- _EXPLORE THE MATERIAL_
• A. According to the profile of Spiros Antoniou, in what year was Septicflesh founded?
• B. Continue the profile of Spiros Antoniou from its last sentence.

- _SELECTED PASSAGE_
=== Section Start ===

Background information
- Also known as: Seth Siro Anton, Seth, Siro A.
- Born: 24 October 1973 (age 52) Athens, Greece
- Genres: Symphonic death metal; death metal; black metal; dark ambient; hardcore punk;
- Occupations: Musician, artist
- Instruments: Bass guitar, vocals
- Website: sethsiroanton.com

= Spiros Antoniou =

Greek musician

Spiros Antoniou (Greek: Σπύρος Αντωνίου; born 24 October 1973) is a Greek extreme metal vocalist and bassist best known for his work with the symphonic death metal band Septicflesh, in which he has been since its 1990 foundation and of which he is a founding member. He has also contributed to bands such as TheDevilWorx, Chaostar, and Thou Art Lord.

=== Section End ===

- _RAW DATA_
=== Section Start ===

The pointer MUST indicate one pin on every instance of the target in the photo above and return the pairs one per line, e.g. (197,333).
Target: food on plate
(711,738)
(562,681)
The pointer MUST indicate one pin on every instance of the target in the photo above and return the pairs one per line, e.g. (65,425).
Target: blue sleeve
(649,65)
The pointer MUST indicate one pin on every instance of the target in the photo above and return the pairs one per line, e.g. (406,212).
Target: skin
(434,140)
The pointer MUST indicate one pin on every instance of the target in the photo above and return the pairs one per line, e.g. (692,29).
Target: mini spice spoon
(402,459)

=== Section End ===

- _ACTIVITY ANSWERS_
• A. 1990

• B.
Antoniou is also a visual artist under the pseudonym Seth Siro Anton. He made the cover art for almost every Septicflesh release (including re-issues), as well as several cover paintings for other bands such as: Decapitated, Devian, Vader, Paradise Lost, Belphegor, Nile, Soilwork, Caliban, Heaven Shall Burn, Serenity, Kamelot, Flowing Tears, Moonspell, Methedras, Universum, The Foreshadowing, and Old Man's Child.